Extrait
Bref, mon départ du Sauna Hospitalier Universitaire (SHU) a été reporté de 4 jours, et les kinés m’ont délaissés pendant 2 jours (me croyant parti)…

De mon séjour à l’hôpital je me souviendrais de la présence à mes côtés de mes parents et de Bérengère qui ma fait vraiment beaucoup de bien.

Je me souviens également du nombre incroyable de visites : David mon co-accidenté très secoué par ce triste évènement et qui m’amenait à chaque fois davantage de messages de soutiens postés sur Internet ; des skieurs chevronnés avec lesquels j’ai pu avoir des discussions intéressantes sur le risque et les accidents en montagne ; des collègues du labo sous le choc également ; du L qui à chaque fois me faisait rire jusqu’à exploser ma cicatrice et ma colonne vertébrale…

Je suis paralysé des jambes pour l’instant, mais mon moral n’est pas entamé. Ma foi en Dieu, le soutien de mes proches, et mon optimisme naturel n’y sont pas pour rien. Ces journées passées à l’hôpital à discuter et à réfléchir m’ont également permis d’analyser ce qui s’est passé le 15 Mai, au pied du couloir du Diable…

Analyse

J’ai commis une erreur. Un moment d’inattention, de négligence, les règles de sécurité ont été bafouées. David et moi sommes tous deux responsables.

Comme hypnotisés par cette pente dont la renommée n’est plus à faire et qui relève carrément de la mythologie du ski extrême, nous en avons oubliés les règles élémentaires de sécurité. Pire, des signes presque évidents auraient du nous alerter mais je les ai ignorés : une grosse accumulation à la consistance douteuse ; un départ récent de plaque un peu plus haut, dans une pente un peu plus raide ; la topographie classique de la plaque tapie au pied de rochers… Tant de signes qui auraient du nous inciter à la prudence, à prendre des distances, à être en alerte. Mais nous étions focalisés sur le couloir, son aspect blanc, l’étroiture qui s’annonçait difficile à négocier ski ou surf au pied, le retour de François qui nous a fait fanfaronner un peu trop…

Pourquoi ces erreurs ? Sans doute trop de sorties, qui se passent toujours bien, on en arrive à oublier les règles de sécu. Et puis le 15 Mai de cette saison plutôt sèche, on ne s’attendait pas vraiment à ces plaques friables que nous évitons tout l’hiver ! Et puis un excès de confiance en mon partenaire, et qui, bien que très expérimenté, est lui aussi un être humain faillible. D’autant plus faillible que lui aussi se reposait sur moi et sur mon jugement. Lorsqu’on est avec quelqu’un d’aussi expérimenté que soi, en qui on a confiance, on n’est pas autant en alerte que lorsqu’on se sent responsable d’un groupe, que tout le monde compte sur vous comme l’expert.

Données de localisation de points dans des images
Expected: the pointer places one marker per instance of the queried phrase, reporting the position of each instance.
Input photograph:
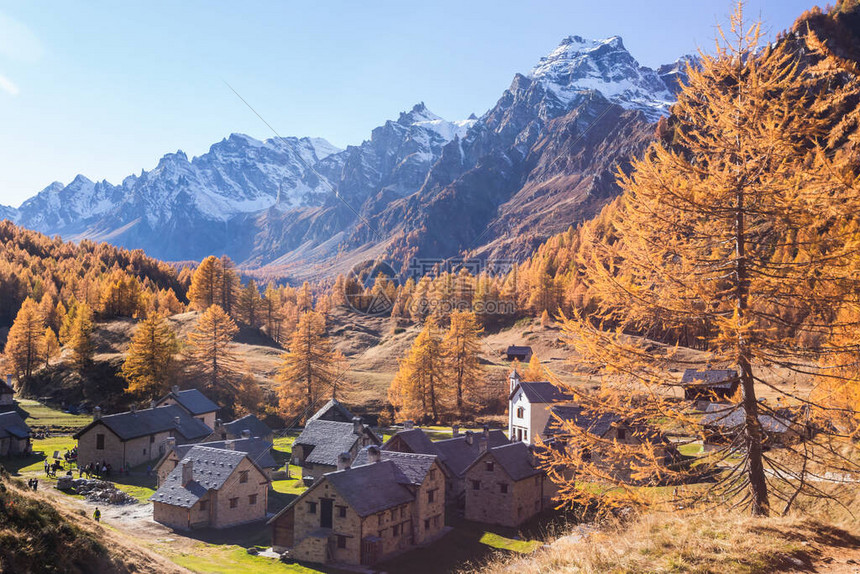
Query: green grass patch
(227, 559)
(43, 416)
(502, 543)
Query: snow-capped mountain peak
(578, 65)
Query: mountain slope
(540, 160)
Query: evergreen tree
(150, 363)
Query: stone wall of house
(429, 516)
(173, 516)
(488, 503)
(222, 515)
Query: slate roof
(194, 401)
(145, 422)
(720, 378)
(514, 458)
(542, 392)
(329, 439)
(457, 455)
(371, 488)
(597, 424)
(259, 450)
(211, 469)
(732, 417)
(249, 422)
(413, 467)
(333, 411)
(11, 424)
(416, 439)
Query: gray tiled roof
(413, 467)
(145, 422)
(543, 392)
(329, 439)
(333, 411)
(371, 488)
(731, 417)
(211, 469)
(259, 450)
(194, 401)
(11, 424)
(514, 458)
(457, 455)
(721, 378)
(249, 422)
(416, 439)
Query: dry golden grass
(816, 537)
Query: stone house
(214, 488)
(7, 395)
(15, 435)
(710, 384)
(504, 486)
(365, 514)
(529, 405)
(124, 440)
(193, 402)
(322, 441)
(258, 450)
(247, 426)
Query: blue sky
(106, 88)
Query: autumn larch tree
(419, 390)
(209, 356)
(25, 343)
(460, 348)
(742, 218)
(150, 363)
(307, 371)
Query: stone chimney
(343, 461)
(187, 472)
(374, 455)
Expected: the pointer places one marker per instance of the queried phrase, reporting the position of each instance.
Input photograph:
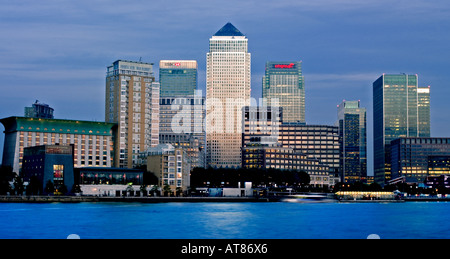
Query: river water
(409, 220)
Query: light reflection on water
(224, 220)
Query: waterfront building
(283, 85)
(113, 182)
(413, 159)
(178, 77)
(396, 114)
(93, 141)
(352, 132)
(39, 110)
(319, 142)
(49, 163)
(228, 79)
(423, 94)
(169, 164)
(181, 125)
(132, 101)
(266, 156)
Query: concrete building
(400, 109)
(169, 164)
(284, 84)
(132, 101)
(413, 159)
(93, 141)
(49, 163)
(228, 78)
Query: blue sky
(57, 51)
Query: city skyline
(53, 56)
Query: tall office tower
(39, 110)
(178, 77)
(424, 112)
(352, 132)
(284, 83)
(132, 101)
(395, 115)
(227, 92)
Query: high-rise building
(227, 92)
(39, 110)
(413, 159)
(424, 111)
(352, 132)
(181, 125)
(92, 141)
(283, 83)
(132, 101)
(178, 77)
(395, 114)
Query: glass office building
(132, 101)
(352, 132)
(283, 85)
(396, 105)
(228, 78)
(178, 77)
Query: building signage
(284, 65)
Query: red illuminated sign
(284, 65)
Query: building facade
(181, 125)
(319, 142)
(132, 101)
(283, 85)
(265, 156)
(416, 158)
(228, 80)
(169, 164)
(396, 105)
(93, 141)
(178, 77)
(54, 163)
(39, 110)
(352, 132)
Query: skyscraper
(352, 132)
(396, 115)
(284, 82)
(178, 77)
(424, 111)
(132, 101)
(227, 92)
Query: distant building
(39, 110)
(49, 163)
(284, 83)
(400, 109)
(169, 164)
(93, 141)
(416, 158)
(228, 78)
(265, 156)
(106, 181)
(178, 77)
(181, 125)
(353, 135)
(132, 101)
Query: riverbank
(77, 199)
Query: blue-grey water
(428, 220)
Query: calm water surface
(225, 220)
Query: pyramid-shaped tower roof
(229, 30)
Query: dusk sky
(57, 51)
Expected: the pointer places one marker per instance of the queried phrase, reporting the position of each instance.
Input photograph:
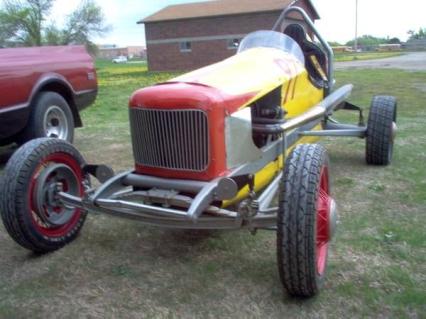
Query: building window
(233, 43)
(185, 46)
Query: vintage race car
(212, 149)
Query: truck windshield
(271, 39)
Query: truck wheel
(381, 130)
(30, 209)
(306, 221)
(51, 117)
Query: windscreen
(271, 39)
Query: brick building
(110, 52)
(189, 36)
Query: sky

Problèmes à résoudre
A. Reproduisez, dans le récit de l'accident de ski, le passage qui va de « Pourquoi ces erreurs » jusqu'à « vous comme l’expert. » inclus.
B. Poursuivez la rédaction du récit de l'accident de ski à la suite de sa dernière phrase.

Résultats par tâche
A.
Pourquoi ces erreurs ? Sans doute trop de sorties, qui se passent toujours bien, on en arrive à oublier les règles de sécu. Et puis le 15 Mai de cette saison plutôt sèche, on ne s’attendait pas vraiment à ces plaques friables que nous évitons tout l’hiver ! Et puis un excès de confiance en mon partenaire, et qui, bien que très expérimenté, est lui aussi un être humain faillible. D’autant plus faillible que lui aussi se reposait sur moi et sur mon jugement. Lorsqu’on est avec quelqu’un d’aussi expérimenté que soi, en qui on a confiance, on n’est pas autant en alerte que lorsqu’on se sent responsable d’un groupe, que tout le monde compte sur vous comme l’expert.

B.
Je repense à cette citation de Dominique Perret, qui me faisait sourire et que je prends maintenant bien plus au sérieux : « Quand je skie, je reste tout le temps en alerte. J’essaie de ne pas me laisser endormir par la beauté du paysage. »

Des erreurs de débutants. J’en assume les conséquences, qui auraient pu être bien plus dramatiques. Par contre il m’est plus difficile d’assumer la souffrance que j’inflige à mes proches.

Vais-je remarcher ? Je suis plutôt confiant, mais je n’ai pas de certitude. En tout cas je vais me battre. Quoi qu’il arrive, plus rien ne sera plus comme avant. Un accident grave tel que celui-là vous transforme. Ma pratique de la pente raide n’est pas remise en cause. C’est dans des pentes « à vaches » qu’est arrivé notre accident. Bien sûr je serais encore plus prudent vis-à-vis de la nivologie, et surtout je ne me ferais plus avoir de la sorte. Mais bizarrement, ce n’est pas tant en montagne que mon comportement va changer, mais dans le reste de ma vie. Je ne veux plus être « esclave » des conditions de neige et de la montagne. Si Dieu le veut, je continuerais à faire de la montagne avec passion et à faire de la pente raide et engagée, mais ce ne sera plus ma priorité.

Avec la Nimp’Crew nous avions médiatisé l’art de buter, de renoncer devant des conditions pourries ou dangereuses, je veux dans l’avenir également « renoncer » à des sorties pour prendre le temps de vivre, ne plus être toujours à courir après les fenêtres météo, les conditions de neige. M’engager pour des causes qui me tiennent à cœur, sans prétexter que « je n’ai pas le temps ».

Nathanaël Schaeffer, le 16 Juin 2005.